* **Directions**: List every line of the items below that contains the word "street".
Begin
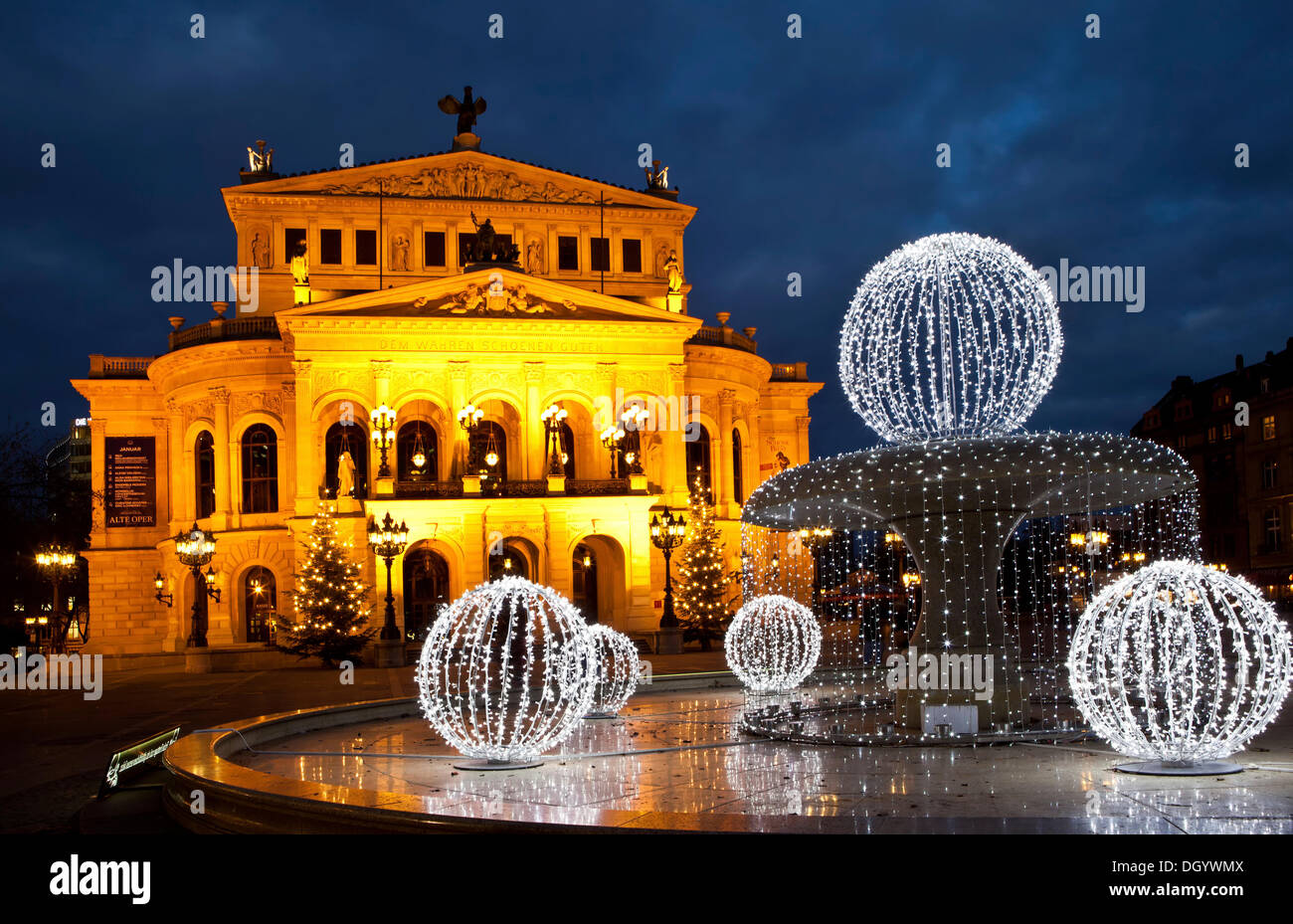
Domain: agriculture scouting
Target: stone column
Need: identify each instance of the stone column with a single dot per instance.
(531, 428)
(720, 457)
(306, 464)
(675, 450)
(458, 398)
(224, 452)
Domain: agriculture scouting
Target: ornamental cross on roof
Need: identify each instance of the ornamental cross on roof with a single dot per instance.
(465, 110)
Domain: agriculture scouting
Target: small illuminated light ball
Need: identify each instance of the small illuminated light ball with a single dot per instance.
(1180, 665)
(772, 644)
(494, 676)
(615, 670)
(953, 335)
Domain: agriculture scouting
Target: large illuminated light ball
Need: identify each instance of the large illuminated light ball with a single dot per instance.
(495, 674)
(1180, 664)
(953, 335)
(615, 670)
(772, 644)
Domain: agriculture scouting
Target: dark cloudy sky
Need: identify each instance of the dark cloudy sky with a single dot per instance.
(813, 155)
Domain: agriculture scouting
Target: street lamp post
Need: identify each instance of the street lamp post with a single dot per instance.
(387, 540)
(667, 532)
(552, 420)
(383, 436)
(195, 548)
(56, 562)
(611, 439)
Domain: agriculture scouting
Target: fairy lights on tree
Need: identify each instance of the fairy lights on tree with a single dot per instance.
(774, 644)
(952, 335)
(616, 667)
(330, 600)
(504, 673)
(1180, 664)
(702, 592)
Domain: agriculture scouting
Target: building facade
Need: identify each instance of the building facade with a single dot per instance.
(1236, 432)
(430, 285)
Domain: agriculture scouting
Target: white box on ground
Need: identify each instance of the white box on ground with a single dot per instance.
(962, 719)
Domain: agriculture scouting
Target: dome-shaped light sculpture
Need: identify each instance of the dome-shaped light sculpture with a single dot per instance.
(495, 676)
(772, 644)
(953, 335)
(1180, 664)
(616, 670)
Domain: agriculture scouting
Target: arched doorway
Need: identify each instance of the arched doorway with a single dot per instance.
(417, 453)
(426, 578)
(583, 582)
(347, 437)
(260, 604)
(508, 561)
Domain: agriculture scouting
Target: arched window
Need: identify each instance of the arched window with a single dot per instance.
(260, 469)
(489, 439)
(737, 482)
(205, 465)
(345, 437)
(568, 449)
(426, 591)
(417, 453)
(583, 582)
(698, 462)
(260, 604)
End
* **Answer for this exercise**:
Target: street lamp post
Need: identify each instance of the street lamp post with a single dot per instance.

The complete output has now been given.